Search code examples
scaladistributed-computingapache-spark

Apache Spark - How to zip multiple RDDs


Let's say I have a bunch of RDD's, maybe RDD[Int], and I have a function that defines an operation on a sequence of ints and returns an int, like a fold: f: Seq[Int] => Int.

If I have a sequence of RDD's, Seq[RDD[Int]], how do I apply the function and return a single new RDD with the resulting value? I don't seem to find a zipPartitions method in Spark which accomplishes this.


Solution

  • At some point the elements of the Seq[Int] need to be bound to the parameters of f. Whether this occurs beforehand by creating a collection ("materializing the lists") or by binding them one-by-one in a partial function application manner, at some point there needs to be a collection-like data structure that contains all of the elements. Certainly, once inside f, they all need to be in the same place.

• _BRIEF 1_
Answer these questions about the thread on zipping RDDs.
(a) What type does the asker give for the function f?
(b) Which method does the asker say they cannot find in Spark?
(c) According to the solution, where must all of the elements be in the same place?

• _DATA LISTING_
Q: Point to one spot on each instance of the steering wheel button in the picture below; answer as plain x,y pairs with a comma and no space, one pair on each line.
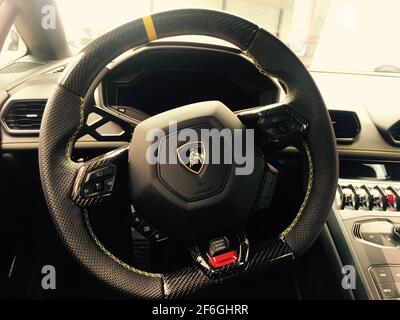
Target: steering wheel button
137,220
158,236
224,259
218,246
109,184
88,190
146,229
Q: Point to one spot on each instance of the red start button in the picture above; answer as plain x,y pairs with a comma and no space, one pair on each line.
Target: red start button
224,259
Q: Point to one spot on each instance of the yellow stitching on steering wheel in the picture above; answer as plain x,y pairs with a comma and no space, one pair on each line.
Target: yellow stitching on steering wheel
309,159
308,192
108,253
68,148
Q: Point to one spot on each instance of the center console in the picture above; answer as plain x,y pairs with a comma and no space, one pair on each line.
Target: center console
365,225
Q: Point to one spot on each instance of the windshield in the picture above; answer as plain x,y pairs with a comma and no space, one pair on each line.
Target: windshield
337,35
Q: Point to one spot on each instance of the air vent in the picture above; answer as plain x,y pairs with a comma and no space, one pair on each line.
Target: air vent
346,125
357,230
395,132
18,67
24,116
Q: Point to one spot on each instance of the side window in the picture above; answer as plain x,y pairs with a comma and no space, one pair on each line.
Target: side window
13,47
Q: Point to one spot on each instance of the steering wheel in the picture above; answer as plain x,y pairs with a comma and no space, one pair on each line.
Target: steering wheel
182,203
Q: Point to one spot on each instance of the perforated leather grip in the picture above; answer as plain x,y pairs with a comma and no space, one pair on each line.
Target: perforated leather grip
65,112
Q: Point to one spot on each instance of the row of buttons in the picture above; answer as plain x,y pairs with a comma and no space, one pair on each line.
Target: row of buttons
145,228
99,182
364,197
387,281
380,232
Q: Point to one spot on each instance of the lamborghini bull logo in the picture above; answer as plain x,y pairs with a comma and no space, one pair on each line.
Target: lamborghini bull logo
192,156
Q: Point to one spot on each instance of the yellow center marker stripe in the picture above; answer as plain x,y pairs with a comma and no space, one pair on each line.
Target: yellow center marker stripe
150,29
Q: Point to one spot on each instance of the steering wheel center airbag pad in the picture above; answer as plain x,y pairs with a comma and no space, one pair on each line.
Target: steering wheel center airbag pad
65,113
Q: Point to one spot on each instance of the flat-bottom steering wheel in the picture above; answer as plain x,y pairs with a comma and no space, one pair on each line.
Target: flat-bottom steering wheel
182,202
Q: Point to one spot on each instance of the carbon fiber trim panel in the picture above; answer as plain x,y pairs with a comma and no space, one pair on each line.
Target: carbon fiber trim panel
112,157
107,47
186,282
61,118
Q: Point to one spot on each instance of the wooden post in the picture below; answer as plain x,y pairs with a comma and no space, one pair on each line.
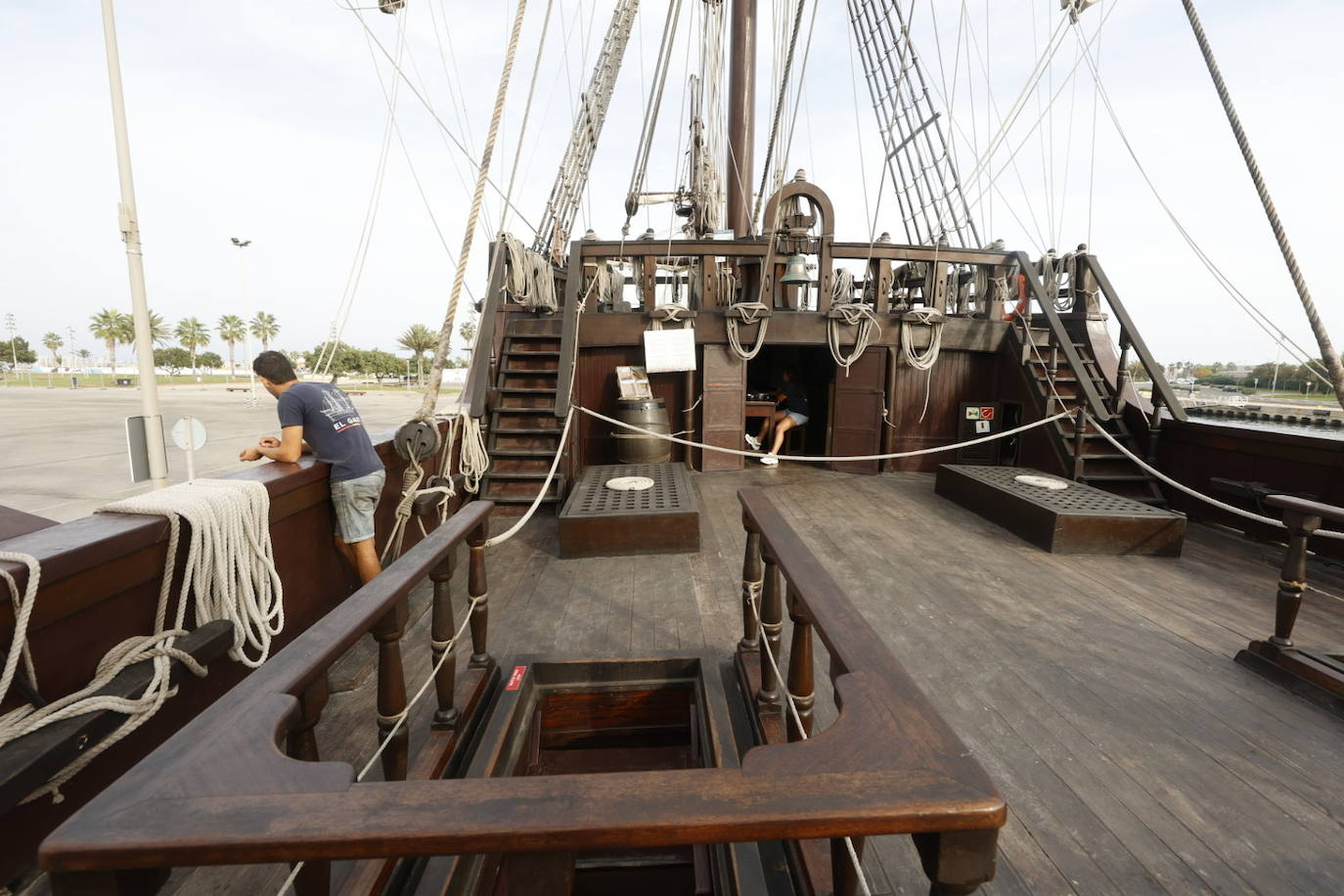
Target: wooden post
750,582
1080,441
391,690
301,741
772,621
477,589
1292,579
441,632
801,690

• _BRIEF 2_
Repeat the lines of the listing exactly, starting at the line that contains "Q: Point to one spot on each instance of the carbon" and ending at the last line of the listing. Leave the pictures out.

• _EXERCISE SOLUTION 1_
(a) Seq[Int] => Int
(b) zipPartitions
(c) Inside f

• _EXERCISE SOLUTION 2_
Q: Point to one spot on each instance of the carbon fiber trim panel in the picture above; answer as plain x,y pairs with a comma and no space, one pair on each line.
Target: carbon fiber trim panel
112,157
107,47
186,282
61,118
Q: Point to one spot on each instance of the wooden post in the picture below; answer as plain x,y pairs with a comma and no space, one pair on each line.
Target: wooden post
750,582
1080,441
391,690
301,741
772,621
477,589
1292,579
441,632
801,690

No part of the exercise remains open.